● **Exercise instructions**: Could you give every row below as a numbered list, leaving out any blank lines?

══ Records for this task ══

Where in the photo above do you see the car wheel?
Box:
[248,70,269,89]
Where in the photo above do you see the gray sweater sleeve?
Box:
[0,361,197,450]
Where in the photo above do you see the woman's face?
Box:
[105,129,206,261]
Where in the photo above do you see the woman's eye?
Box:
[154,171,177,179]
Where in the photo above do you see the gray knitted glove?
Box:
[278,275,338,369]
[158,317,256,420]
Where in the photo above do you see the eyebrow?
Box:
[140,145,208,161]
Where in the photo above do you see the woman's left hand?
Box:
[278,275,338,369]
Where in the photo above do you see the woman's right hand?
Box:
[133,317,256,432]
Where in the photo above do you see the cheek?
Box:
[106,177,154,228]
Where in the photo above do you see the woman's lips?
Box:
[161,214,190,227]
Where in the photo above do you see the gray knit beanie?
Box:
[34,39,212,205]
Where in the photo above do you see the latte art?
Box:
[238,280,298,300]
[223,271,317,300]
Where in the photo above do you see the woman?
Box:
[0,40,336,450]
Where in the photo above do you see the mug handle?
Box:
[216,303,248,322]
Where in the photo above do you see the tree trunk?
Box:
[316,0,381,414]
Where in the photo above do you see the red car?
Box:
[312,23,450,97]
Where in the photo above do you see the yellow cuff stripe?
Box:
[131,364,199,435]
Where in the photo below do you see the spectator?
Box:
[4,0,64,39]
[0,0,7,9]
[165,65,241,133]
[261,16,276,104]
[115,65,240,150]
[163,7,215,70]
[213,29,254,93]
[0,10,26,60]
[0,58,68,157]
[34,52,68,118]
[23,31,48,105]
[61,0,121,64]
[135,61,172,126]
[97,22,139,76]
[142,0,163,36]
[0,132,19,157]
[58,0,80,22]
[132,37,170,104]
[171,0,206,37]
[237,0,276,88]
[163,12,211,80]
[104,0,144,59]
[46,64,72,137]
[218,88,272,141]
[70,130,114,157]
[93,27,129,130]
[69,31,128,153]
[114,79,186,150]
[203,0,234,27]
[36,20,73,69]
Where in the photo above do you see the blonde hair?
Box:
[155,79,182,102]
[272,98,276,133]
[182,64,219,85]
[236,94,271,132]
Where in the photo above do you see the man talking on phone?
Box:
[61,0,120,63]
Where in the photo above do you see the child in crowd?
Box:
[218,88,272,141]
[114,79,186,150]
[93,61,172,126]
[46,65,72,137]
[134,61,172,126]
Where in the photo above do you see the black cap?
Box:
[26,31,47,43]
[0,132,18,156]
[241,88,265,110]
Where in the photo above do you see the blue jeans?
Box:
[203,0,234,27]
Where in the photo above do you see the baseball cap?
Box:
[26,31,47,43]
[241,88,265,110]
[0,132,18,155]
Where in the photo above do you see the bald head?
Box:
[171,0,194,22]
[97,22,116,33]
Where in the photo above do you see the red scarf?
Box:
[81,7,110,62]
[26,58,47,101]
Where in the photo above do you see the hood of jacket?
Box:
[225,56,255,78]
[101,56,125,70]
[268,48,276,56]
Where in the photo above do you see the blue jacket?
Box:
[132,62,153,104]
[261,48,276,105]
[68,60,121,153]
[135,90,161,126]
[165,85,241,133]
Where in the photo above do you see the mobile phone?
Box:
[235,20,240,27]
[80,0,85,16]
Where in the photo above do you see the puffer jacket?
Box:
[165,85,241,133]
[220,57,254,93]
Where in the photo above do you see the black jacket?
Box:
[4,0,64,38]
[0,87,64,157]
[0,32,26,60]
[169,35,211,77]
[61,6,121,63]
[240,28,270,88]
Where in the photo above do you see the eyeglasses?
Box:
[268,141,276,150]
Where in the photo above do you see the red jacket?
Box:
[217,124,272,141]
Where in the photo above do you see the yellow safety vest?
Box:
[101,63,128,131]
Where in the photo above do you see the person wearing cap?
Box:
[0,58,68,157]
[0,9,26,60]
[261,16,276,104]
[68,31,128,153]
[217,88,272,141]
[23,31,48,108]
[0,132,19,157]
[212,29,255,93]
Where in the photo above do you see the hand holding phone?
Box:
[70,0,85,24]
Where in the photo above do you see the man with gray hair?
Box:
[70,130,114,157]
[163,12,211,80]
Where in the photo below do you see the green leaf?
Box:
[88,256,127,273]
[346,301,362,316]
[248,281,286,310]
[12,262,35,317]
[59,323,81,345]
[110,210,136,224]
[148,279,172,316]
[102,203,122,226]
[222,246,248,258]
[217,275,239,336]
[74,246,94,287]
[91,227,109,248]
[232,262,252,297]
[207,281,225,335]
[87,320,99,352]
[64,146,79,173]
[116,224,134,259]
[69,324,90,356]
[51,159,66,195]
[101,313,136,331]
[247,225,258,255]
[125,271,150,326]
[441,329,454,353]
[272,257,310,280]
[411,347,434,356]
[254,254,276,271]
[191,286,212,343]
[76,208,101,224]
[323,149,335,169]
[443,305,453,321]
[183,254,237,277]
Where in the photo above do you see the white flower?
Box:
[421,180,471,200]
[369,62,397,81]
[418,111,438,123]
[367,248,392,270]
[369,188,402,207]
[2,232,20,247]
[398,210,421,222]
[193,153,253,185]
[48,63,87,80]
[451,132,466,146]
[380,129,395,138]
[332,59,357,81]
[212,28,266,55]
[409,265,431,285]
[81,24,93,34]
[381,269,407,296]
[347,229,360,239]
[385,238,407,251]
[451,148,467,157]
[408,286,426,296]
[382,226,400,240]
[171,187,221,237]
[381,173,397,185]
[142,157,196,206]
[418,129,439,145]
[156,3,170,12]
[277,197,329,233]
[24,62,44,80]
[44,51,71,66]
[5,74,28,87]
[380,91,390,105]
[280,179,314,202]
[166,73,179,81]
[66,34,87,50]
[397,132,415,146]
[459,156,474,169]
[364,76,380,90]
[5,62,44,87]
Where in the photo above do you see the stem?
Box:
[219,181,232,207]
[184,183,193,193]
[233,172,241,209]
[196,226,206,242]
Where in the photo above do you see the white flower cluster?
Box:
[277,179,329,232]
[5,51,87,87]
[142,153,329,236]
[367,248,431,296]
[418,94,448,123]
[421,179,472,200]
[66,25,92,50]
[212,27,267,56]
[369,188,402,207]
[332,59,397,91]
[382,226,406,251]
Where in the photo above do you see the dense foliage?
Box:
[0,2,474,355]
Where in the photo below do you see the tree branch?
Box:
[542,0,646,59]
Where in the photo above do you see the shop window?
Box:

═══

● **The completed task**:
1. Where in the photo above do you see the car wheel?
2. Box:
3. [248,70,269,89]
4. Where in the photo above do you see the gray sweater sleeve?
5. Box:
6. [0,361,197,450]
7. Where in the photo above do you see the woman's face?
8. Box:
9. [105,129,206,261]
10. Where in the photo above do you see the woman's eye?
11. Box:
12. [154,171,177,179]
13. Where in the photo above do you see the gray knitted glove?
14. Box:
15. [278,275,338,369]
16. [158,317,256,420]
17. Where in the photo above do you see the eyebrow?
18. Box:
19. [140,145,208,161]
20. Where in the photo above do you see the woman's left hand?
21. Box:
22. [278,275,338,369]
23. Where in the photo above do you see the woman's right hand?
24. Box:
25. [133,317,256,432]
26. Where in the photo above do you see the cheek?
27. Box:
28. [106,177,154,228]
29. Where in the photo above do you see the woman's lips?
30. Box:
31. [161,214,190,227]
32. Where in the photo above do you see the gray knit beanie?
33. Box:
34. [34,39,212,205]
35. Where in the photo above do you see the latte art?
36. Box:
37. [238,280,298,300]
38. [223,271,317,300]
39. Where in the photo above do you see the woman?
40. Box:
41. [0,40,336,450]
42. Where in the photo above do you see the mug handle?
43. Box:
44. [216,303,248,322]
45. Where in the photo above do you see the tree trunk?
46. Box:
47. [316,0,381,414]
48. Where in the photo above do you see the red car?
49. Box:
50. [312,23,450,97]
51. Where in the photo above do you see the yellow cuff stripe?
52. Box:
53. [131,364,199,435]
54. Where in the photo below do you see the spectator?
55. Box:
56. [4,0,64,39]
57. [0,0,7,9]
58. [165,65,241,133]
59. [261,16,276,104]
60. [115,65,240,150]
61. [163,7,215,70]
62. [213,29,254,93]
63. [0,10,26,60]
64. [0,58,68,157]
65. [34,52,68,118]
66. [23,31,48,105]
67. [61,0,121,64]
68. [135,61,172,126]
69. [97,22,139,76]
70. [142,0,163,36]
71. [0,132,19,157]
72. [58,0,80,22]
73. [132,37,170,104]
74. [171,0,206,37]
75. [237,0,276,88]
76. [163,12,211,80]
77. [104,0,144,59]
78. [46,64,72,137]
79. [218,88,272,141]
80. [70,130,114,157]
81. [93,27,129,130]
82. [69,31,128,153]
83. [114,79,186,150]
84. [203,0,234,27]
85. [36,20,73,69]
86. Where in the photo above do you see the blonde hair?
87. Box:
88. [155,79,182,102]
89. [272,98,276,133]
90. [182,64,219,85]
91. [236,94,271,132]
92. Where in the photo above do you see the man talking on phone?
93. Box:
94. [61,0,120,63]
95. Where in the photo above do you see the child in crowd?
96. Box:
97. [218,88,272,141]
98. [114,79,186,150]
99. [93,61,172,126]
100. [46,65,72,137]
101. [134,61,172,126]
102. Where in the photo above do you see the black cap?
103. Box:
104. [26,31,47,43]
105. [0,132,18,156]
106. [241,88,265,110]
107. Where in the photo above do you see the blue jeans?
108. Box:
109. [203,0,234,27]
110. Where in the photo above do you see the baseball cap?
111. Box:
112. [26,31,47,43]
113. [241,88,265,110]
114. [0,132,18,155]
115. Where in the photo above do you see the bald head?
116. Box:
117. [171,0,194,22]
118. [97,22,116,33]
119. Where in the photo above do you see the red scarf?
120. Box:
121. [81,7,110,62]
122. [26,58,47,101]
123. Where in the photo above do you see the hood of jacket?
124. Box:
125. [225,56,255,78]
126. [101,56,125,70]
127. [268,48,276,56]
128. Where in the photo above do you see the blue jacket?
129. Box:
130. [132,62,153,104]
131. [261,48,276,105]
132. [68,60,121,153]
133. [135,90,161,126]
134. [165,85,241,133]
135. Where in the photo above do you see the mobile phone?
136. Box:
137. [235,20,240,27]
138. [80,0,85,16]
139. Where in the photo above do you see the puffer jacket?
140. Box:
141. [165,85,241,133]
142. [220,57,254,93]
143. Where in the photo above do you see the black jacket?
144. Box:
145. [4,0,64,38]
146. [0,87,64,157]
147. [0,32,26,60]
148. [169,35,211,77]
149. [61,6,121,63]
150. [240,28,270,88]
151. Where in the photo above do you see the eyeglasses?
152. Box:
153. [268,141,276,150]
154. Where in the photo above do you see the red jacket?
155. Box:
156. [217,124,272,141]
157. Where in the photo above do you see the yellow safety vest?
158. Box:
159. [101,63,128,131]
160. Where in the photo above do you see the person wearing cap?
161. Box:
162. [0,58,68,157]
163. [0,9,26,60]
164. [261,16,276,104]
165. [68,31,128,153]
166. [217,88,272,141]
167. [23,31,48,108]
168. [0,132,19,157]
169. [212,29,255,93]
170. Where in the photo above do you see the hand holding phone?
171. Box:
172. [70,0,85,24]
173. Where in the photo above do you see the man with gray hair?
174. Box:
175. [70,130,114,157]
176. [163,12,211,80]
177. Where in the photo below do you see the green leaf?
178. Box:
179. [88,256,127,273]
180. [346,301,362,316]
181. [248,281,286,310]
182. [12,262,35,317]
183. [59,323,81,345]
184. [110,210,136,224]
185. [148,279,172,316]
186. [102,203,122,226]
187. [222,246,248,258]
188. [217,275,239,336]
189. [74,246,94,287]
190. [91,227,109,248]
191. [232,262,252,297]
192. [207,281,225,335]
193. [87,320,99,352]
194. [64,146,79,173]
195. [116,224,134,259]
196. [69,324,90,356]
197. [51,159,66,195]
198. [101,313,136,331]
199. [247,225,258,255]
200. [125,271,150,326]
201. [441,329,454,353]
202. [272,257,310,280]
203. [411,347,434,356]
204. [254,254,276,271]
205. [191,286,212,343]
206. [76,208,101,224]
207. [323,149,335,169]
208. [443,305,453,321]
209. [183,254,237,277]
210. Where in the photo above do you see the white flower?
211. Box:
212. [421,180,471,200]
213. [369,62,397,81]
214. [418,111,438,123]
215. [367,248,392,270]
216. [369,188,402,207]
217. [2,232,20,247]
218. [398,210,421,222]
219. [193,153,253,185]
220. [48,63,87,80]
221. [451,132,466,146]
222. [380,129,395,138]
223. [332,59,357,81]
224. [212,28,266,55]
225. [409,265,431,285]
226. [81,24,93,34]
227. [381,269,407,296]
228. [347,229,360,239]
229. [385,238,407,251]
230. [451,148,467,157]
231. [408,286,426,296]
232. [382,226,400,240]
233. [171,187,221,237]
234. [381,173,397,185]
235. [142,157,196,206]
236. [418,129,439,145]
237. [156,3,170,12]
238. [277,197,329,233]
239. [24,62,44,80]
240. [44,51,71,66]
241. [5,74,28,87]
242. [380,91,390,105]
243. [280,179,314,202]
244. [166,73,179,81]
245. [66,34,87,50]
246. [397,132,415,146]
247. [459,156,474,169]
248. [364,76,380,90]
249. [5,62,44,87]
250. Where in the photo above do you see the stem?
251. Box:
252. [219,181,232,207]
253. [184,183,193,193]
254. [233,172,241,209]
255. [196,226,206,242]
256. Where in the photo above do you see the white flower cluster?
257. Box:
258. [277,179,329,232]
259. [5,51,87,87]
260. [142,153,329,236]
261. [367,248,431,296]
262. [418,94,448,123]
263. [421,179,472,200]
264. [66,25,92,50]
265. [212,27,267,56]
266. [369,188,402,207]
267. [332,59,397,91]
268. [382,226,406,251]
269. Where in the photo above do you see the dense foliage?
270. Box:
271. [0,2,474,355]
272. Where in the photo below do you see the tree branch?
273. Box:
274. [542,0,646,59]
275. Where in the photo above do you see the shop window?
276. Box:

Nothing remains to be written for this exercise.